■ Given instruction: Copy the data from the line that contains "Where can you find the low" to its last line, exactly, including both of those lines and leaving out everything before.

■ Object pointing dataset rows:
-.-.-

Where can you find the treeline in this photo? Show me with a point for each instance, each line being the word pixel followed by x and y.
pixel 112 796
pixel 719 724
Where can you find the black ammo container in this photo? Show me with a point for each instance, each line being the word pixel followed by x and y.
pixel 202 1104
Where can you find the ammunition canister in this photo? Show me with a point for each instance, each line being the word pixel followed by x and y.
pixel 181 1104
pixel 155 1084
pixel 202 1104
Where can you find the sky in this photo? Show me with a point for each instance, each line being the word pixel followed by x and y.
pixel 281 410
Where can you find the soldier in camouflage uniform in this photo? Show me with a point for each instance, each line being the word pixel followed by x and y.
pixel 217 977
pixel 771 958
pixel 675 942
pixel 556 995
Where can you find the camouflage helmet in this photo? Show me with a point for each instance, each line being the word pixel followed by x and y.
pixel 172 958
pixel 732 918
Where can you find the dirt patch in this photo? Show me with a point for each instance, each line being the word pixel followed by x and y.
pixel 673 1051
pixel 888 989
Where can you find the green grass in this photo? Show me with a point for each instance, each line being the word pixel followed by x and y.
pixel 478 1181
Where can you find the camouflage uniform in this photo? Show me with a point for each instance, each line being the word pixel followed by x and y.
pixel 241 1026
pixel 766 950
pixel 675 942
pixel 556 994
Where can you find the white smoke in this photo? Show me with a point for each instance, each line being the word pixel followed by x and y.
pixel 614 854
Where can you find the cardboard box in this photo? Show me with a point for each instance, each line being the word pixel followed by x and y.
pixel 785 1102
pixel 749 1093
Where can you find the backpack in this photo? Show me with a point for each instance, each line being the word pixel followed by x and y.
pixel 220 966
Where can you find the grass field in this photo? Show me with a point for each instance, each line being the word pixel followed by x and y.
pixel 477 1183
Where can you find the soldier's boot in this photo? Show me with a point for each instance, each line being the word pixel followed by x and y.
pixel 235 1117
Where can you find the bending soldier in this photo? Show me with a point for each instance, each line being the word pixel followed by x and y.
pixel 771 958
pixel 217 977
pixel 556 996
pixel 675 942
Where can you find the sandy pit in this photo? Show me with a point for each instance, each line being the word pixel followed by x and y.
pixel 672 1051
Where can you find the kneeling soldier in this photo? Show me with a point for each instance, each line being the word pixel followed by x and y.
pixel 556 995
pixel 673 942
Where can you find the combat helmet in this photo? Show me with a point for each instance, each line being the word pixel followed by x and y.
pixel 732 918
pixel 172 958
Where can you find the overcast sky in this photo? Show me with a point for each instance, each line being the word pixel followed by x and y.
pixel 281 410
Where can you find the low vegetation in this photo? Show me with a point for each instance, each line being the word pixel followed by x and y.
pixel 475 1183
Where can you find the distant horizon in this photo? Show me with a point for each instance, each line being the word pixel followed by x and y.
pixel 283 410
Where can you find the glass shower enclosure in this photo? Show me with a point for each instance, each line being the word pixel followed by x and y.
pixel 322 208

-.-.-

■ Result of this exercise:
Where can you find the low vegetation in this photo? Show me with a point for each instance, each line being the word pixel followed by x and y.
pixel 475 1183
Where can you find the distant horizon in this photo? Show me with a point for each instance, each line being the word pixel followed by x and y.
pixel 283 410
Where can you find the glass shower enclosure in this photo? Show me with a point for each instance, each line being the word pixel followed by x and y.
pixel 322 208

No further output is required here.